_ACTIONS TO TAKE_
(a) In the text on handling mutant markup declarations, what does the rendering information work with, besides non-breaking spaces?
(b) Pick up the text on handling mutant markup declarations with Python after its final line, and carry it on.

_PAGE TEXT_
■ ■ ■
There is a Mutant Markup Declaration in here marking the beginning and end of some rendering information that uses non-breaking spaces for rendering the list. This works (sort of) in conjunction with a CSS stylesheet embedded in the document's head. The MMDs are easily dealt with:

startMMD = r'<\!\[(.*?)\]\>'
startMMDReplace = "<mso-declaration value='\1' />"
doc = re.sub(startMMD, startMMDReplace, doc)
endMMD = r'<\!\[endif\]>'
endMMDReplace = "<m  so-declaration value='endif' />"
doc = re.sub(endMMD, endMMDReplace, doc)

Now we can put it all together:

def parsehtmlfile(self, htmfilename):
  self.htmfilename = htmfilename
  self.doc = open(htmfilename).read()
  #Remove mutant markup using regular expressions
  self.doc = EscapeMMD(self.doc)
  #Create a libxml2 XML document
  self.htmldoc = libxml2.htmlParseDoc(self.doc, None)
■ ■ ■
_DATA PROVIDED_

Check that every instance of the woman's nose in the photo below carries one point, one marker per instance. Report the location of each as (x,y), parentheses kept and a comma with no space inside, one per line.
■ ■ ■
_RESULTS OF THE TASKS_
(a) A CSS stylesheet embedded in the document's head.

(b)
There is one more complication to deal with. The list items in the original Word document had the style L1*, but the paragraph here is marked as class="L10". We need to look in the CSS stylesheet, in the head, to resolve this indirection. Here you will find a CSS rule that contains the property we are looking for: mso-style-name. The trick here is to extract the stylesheet and build a lookup table of class names, so you can say getstylename('L10') and get the answer L1*.

p.L10, li.L10, div.L10
  {mso-style-name:L1*;
  mso-style-parent:B1;
  margin-top:6.0pt;
  ...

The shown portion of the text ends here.